EXERCISE GOAL →
Each line from the one containing "x=375 y=127" through the final line of the data below must be repeated exactly.

[[ THE INPUT open ]]

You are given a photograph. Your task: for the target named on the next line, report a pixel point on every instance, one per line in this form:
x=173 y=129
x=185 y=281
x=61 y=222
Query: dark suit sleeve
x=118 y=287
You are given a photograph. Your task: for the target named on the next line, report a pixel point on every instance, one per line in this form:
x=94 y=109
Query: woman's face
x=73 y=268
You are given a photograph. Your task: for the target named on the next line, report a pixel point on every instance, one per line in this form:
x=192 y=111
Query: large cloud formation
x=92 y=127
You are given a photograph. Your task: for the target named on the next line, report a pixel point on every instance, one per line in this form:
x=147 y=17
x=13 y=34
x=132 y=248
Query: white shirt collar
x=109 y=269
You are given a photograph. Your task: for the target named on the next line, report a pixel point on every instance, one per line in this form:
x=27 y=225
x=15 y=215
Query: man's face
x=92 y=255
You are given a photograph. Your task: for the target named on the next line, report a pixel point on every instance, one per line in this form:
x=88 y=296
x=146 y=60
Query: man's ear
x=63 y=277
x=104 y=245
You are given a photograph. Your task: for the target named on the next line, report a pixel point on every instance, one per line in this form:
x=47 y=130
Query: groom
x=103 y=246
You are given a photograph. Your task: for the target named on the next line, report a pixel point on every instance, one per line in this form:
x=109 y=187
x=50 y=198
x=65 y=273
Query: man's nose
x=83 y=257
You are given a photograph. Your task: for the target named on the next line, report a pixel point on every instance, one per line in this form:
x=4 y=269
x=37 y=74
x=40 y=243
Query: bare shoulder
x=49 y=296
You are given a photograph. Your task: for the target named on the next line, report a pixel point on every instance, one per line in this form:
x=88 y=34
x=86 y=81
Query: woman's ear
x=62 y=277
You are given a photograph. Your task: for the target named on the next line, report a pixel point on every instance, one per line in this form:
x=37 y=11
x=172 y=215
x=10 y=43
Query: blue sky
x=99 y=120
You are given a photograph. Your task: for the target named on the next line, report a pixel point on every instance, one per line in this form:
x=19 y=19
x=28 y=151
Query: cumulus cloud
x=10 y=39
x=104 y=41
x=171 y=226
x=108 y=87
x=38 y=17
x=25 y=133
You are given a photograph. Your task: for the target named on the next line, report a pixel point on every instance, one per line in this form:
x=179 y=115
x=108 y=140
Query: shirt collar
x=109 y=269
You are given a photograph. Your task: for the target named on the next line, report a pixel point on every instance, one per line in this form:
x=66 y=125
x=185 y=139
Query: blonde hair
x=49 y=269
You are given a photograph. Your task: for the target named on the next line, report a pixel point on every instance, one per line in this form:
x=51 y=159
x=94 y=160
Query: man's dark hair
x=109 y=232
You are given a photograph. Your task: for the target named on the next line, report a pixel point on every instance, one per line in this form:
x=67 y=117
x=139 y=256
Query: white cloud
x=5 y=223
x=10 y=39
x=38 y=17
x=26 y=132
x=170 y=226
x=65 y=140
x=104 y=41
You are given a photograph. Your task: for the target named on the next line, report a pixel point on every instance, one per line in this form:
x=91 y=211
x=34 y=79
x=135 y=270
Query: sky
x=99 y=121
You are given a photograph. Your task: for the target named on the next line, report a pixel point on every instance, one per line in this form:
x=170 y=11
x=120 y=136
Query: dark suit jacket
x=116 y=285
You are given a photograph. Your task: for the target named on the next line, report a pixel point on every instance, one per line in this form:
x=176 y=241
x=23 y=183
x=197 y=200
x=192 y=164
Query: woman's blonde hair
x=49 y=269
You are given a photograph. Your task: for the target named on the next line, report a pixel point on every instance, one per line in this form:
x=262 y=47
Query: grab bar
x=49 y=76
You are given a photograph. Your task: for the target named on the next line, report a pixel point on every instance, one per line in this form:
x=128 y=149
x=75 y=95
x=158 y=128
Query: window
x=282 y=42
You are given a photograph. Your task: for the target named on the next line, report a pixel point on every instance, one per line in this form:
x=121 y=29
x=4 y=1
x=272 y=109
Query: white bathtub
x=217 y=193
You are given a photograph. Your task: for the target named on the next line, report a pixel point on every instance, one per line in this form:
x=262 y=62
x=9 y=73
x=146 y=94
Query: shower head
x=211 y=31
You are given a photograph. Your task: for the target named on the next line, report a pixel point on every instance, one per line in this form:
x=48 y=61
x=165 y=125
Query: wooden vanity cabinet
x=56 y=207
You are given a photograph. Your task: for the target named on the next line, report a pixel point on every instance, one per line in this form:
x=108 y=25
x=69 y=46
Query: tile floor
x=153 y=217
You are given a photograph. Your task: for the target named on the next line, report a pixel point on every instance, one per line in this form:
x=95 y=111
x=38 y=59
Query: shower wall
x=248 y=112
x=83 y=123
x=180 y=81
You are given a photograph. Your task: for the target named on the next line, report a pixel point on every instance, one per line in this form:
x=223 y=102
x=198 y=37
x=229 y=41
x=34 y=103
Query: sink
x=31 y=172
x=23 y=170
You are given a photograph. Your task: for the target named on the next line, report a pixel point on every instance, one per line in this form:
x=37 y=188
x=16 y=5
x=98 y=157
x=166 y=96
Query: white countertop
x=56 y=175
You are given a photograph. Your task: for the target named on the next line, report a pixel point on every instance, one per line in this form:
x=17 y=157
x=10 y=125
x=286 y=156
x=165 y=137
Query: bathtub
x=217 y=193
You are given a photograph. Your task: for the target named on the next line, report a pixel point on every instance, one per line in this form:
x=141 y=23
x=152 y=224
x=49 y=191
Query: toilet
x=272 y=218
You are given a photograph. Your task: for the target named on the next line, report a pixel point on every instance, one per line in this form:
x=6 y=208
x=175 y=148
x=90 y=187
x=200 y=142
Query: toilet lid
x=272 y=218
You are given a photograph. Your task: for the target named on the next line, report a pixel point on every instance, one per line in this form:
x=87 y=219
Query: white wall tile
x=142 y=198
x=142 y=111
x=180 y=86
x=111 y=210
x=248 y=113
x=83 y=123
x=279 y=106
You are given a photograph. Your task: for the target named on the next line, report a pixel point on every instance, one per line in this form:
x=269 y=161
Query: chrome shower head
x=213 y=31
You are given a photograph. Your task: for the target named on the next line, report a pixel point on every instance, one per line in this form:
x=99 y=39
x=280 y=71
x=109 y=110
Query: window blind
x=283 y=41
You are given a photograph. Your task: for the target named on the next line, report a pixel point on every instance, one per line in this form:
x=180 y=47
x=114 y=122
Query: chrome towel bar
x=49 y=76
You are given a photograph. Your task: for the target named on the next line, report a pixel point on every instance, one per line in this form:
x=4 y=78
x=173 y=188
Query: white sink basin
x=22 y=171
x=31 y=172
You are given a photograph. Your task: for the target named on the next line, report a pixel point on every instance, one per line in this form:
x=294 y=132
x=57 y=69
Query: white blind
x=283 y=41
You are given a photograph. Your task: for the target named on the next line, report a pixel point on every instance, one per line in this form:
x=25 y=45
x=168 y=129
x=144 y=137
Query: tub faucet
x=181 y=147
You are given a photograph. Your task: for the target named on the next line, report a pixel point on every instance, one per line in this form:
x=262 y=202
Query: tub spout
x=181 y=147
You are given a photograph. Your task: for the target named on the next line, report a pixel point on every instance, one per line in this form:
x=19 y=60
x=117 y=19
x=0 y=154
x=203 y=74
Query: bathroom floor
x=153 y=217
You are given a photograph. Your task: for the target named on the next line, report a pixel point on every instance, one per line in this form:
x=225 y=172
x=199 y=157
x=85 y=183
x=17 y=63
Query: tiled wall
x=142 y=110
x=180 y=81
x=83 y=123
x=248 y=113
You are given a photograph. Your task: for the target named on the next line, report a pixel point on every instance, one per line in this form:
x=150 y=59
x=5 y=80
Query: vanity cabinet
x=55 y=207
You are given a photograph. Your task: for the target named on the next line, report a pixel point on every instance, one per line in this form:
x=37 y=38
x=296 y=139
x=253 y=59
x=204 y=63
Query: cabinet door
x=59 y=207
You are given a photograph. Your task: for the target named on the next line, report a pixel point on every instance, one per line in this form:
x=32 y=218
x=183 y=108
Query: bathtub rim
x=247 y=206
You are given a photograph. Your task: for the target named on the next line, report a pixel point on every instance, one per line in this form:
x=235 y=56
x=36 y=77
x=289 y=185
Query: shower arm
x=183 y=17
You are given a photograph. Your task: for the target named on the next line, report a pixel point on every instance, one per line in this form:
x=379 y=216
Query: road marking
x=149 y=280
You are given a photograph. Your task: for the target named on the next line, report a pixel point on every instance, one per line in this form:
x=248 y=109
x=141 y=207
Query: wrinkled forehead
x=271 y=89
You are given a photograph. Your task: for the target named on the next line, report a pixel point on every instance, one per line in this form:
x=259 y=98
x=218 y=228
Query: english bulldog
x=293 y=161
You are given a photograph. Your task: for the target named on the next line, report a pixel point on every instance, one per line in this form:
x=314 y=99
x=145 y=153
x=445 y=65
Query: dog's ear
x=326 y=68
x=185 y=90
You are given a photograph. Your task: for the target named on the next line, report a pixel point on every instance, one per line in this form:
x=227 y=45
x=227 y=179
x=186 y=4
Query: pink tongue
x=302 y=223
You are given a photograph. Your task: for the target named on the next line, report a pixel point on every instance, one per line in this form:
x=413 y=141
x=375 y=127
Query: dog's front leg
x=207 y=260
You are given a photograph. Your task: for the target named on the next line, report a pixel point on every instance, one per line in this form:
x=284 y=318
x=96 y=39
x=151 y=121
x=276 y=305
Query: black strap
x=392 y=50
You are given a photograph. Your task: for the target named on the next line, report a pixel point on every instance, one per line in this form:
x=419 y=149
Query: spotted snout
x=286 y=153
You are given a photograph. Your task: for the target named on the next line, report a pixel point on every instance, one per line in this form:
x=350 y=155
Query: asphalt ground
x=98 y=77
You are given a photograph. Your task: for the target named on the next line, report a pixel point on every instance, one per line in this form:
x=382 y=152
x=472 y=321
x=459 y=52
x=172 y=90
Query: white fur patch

[[ THE INPUT closed ]]

ANSWER SPACE →
x=375 y=127
Query: dog's front leg
x=207 y=260
You are given a photograph. Your task: for the target named on the next line, report a pixel point on every instance, one per line in this form:
x=284 y=318
x=96 y=39
x=151 y=121
x=276 y=305
Query: black strap
x=392 y=50
You are given a photograph. Your task: for the target named on the next line, report a pixel point on every instance, one per line in this form:
x=419 y=149
Query: spotted snout
x=286 y=153
You are given a photograph. Your task: for the target named on the next line, report a pixel point on every instance, one per line in this form:
x=350 y=155
Query: asphalt ground
x=98 y=77
You are given a photograph. Your task: for the target named on the next line, report a pixel point on every instance, one per line in this form:
x=382 y=152
x=472 y=321
x=459 y=52
x=172 y=90
Query: white fur patch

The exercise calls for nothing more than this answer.